Reading text
Question

A parallel plate capacitor of capacitance C is charged to a potential V. It is then connected to another uncharged capacitor having the same capacitance. Find out the ratio of the energy stored in the combined system to that stored initially in the single capacitor.

Answer 1

$\text{Step 1: Initial energy stored in capacitor}$

$U_i=\frac{1}{2}C{V}^2$ $....\left(1\right)$

$\text{Step 2: Charge conservation[Ref. Fig.]}$

Let the Initial charge be $Q$

After connecting with another capacitor of the equal capacitance, the charge will flow until the potential becomes the same.

$V_1=V_2$

$\Rightarrow \frac{Q_1}{C_1}=\frac{Q_2}{C_2}$

$\Rightarrow Q_1=Q_2$ $[\because C_1=C_2=C]$

Applying charge conservation: $Q_1+Q_2=Q$

$\therefore Q_1=Q_2=\frac{Q}{2}$

$\text{Step 3: Potential on each capacitor}$

$V_1=\frac{Q_1}{C}=\frac{Q}{2C},V_2=\frac{Q_2}{C}=\frac{Q}{2C}$

$\Rightarrow V_1=\frac{V}{2},V_2=\frac{V}{2}$

$\text{Step 4: Final energy stored}$

$U_f=\frac{1}{2}{C}_1{V}_1^2+\frac{1}{2}C{V}_2^2$

$=\frac{1}{2}C{\left(\frac{V}{2}\right)}^2+\frac{1}{2}C{\left(\frac{V}{2}\right)}^2$

$\Rightarrow U_f=\frac{C{V}^2}{4}$ $....\left(2\right)$

$\text{Step 5: Ratio of energy}$

From equation $\left(1\right)$ and $\left(2\right)$

$\frac{U_f}{U_i}=\frac{C{V}^2/4}{C{V}^2/2}$

$\Rightarrow \frac{V_f}{V_i}=\frac{1}{2}$

Challenge 1
In the capacitor solution, what potential does each capacitor have after the two are connected?
Challenge 2
Please reproduce the part of the capacitor solution between "A parallel plate" and "the single capacitor.", inclusive.
Challenge 3
Using the capacitor solution, explain why the charges Q1 and Q2 on the two connected capacitors end up equal.

Given material
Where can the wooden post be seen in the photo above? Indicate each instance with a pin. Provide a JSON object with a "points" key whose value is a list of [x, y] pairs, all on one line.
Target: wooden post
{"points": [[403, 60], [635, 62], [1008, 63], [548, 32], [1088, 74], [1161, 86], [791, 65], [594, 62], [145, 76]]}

Final result 1
Each capacitor has a potential of V/2.

Final result 2
A parallel plate capacitor of capacitance C is charged to a potential V. It is then connected to another uncharged capacitor having the same capacitance. Find out the ratio of the energy stored in the combined system to that stored initially in the single capacitor.

Final result 3
Once the capacitors are connected, charge flows until both are at the same potential, so Q1/C1 = Q2/C2. Since the two capacitances are equal (C1 = C2 = C), this gives Q1 = Q2.